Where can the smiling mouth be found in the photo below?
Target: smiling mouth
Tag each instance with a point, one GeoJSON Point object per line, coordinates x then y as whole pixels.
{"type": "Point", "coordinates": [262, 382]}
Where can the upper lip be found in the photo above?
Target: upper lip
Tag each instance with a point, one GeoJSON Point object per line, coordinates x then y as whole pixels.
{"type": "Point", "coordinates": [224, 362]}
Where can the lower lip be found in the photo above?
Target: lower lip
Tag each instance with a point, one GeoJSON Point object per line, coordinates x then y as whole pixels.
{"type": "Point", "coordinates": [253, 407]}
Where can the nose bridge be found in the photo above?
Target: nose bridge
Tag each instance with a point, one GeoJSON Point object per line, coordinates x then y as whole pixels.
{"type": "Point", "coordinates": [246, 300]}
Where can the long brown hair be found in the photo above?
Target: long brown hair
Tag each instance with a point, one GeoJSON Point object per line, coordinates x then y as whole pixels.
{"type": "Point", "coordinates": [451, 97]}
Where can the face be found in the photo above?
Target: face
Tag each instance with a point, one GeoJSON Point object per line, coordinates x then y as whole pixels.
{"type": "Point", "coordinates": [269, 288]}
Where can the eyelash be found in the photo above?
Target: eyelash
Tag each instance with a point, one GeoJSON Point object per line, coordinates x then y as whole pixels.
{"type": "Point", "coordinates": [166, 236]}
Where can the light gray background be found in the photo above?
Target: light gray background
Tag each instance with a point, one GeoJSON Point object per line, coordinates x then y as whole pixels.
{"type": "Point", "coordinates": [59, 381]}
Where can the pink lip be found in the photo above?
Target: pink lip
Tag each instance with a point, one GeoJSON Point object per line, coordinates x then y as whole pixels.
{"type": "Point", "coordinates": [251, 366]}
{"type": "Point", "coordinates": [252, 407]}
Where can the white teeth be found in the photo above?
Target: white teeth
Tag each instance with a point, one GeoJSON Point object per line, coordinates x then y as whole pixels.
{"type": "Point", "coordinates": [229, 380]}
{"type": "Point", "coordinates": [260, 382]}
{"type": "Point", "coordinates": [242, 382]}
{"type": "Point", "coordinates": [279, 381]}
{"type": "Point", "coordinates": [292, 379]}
########################################
**TASK TO COMPLETE:**
Rewrite the rows from the line containing "Where can the eyelash" through the end of the rows, changing "Tag" to "Mark" and leaving everything else as it is.

**WRITTEN ANSWER:**
Where can the eyelash be found in the photo above?
Target: eyelash
Mark each instance with a point, one GeoJSON Point object per line, coordinates x then y as whole pixels.
{"type": "Point", "coordinates": [166, 236]}
Where can the light gray background be found in the photo above?
Target: light gray background
Mark each instance with a point, one GeoJSON Point object per line, coordinates x then y as whole pixels.
{"type": "Point", "coordinates": [59, 381]}
Where can the pink lip be found in the photo above?
Target: pink lip
Mark each instance with a point, one GeoJSON Point object per line, coordinates x then y as whole pixels.
{"type": "Point", "coordinates": [251, 366]}
{"type": "Point", "coordinates": [252, 407]}
Where can the white teeth be found in the photo above?
Target: white teeth
Mark each instance with a point, one GeoJSON Point object per line, coordinates x then y as whole pixels.
{"type": "Point", "coordinates": [229, 380]}
{"type": "Point", "coordinates": [260, 382]}
{"type": "Point", "coordinates": [242, 382]}
{"type": "Point", "coordinates": [279, 381]}
{"type": "Point", "coordinates": [292, 379]}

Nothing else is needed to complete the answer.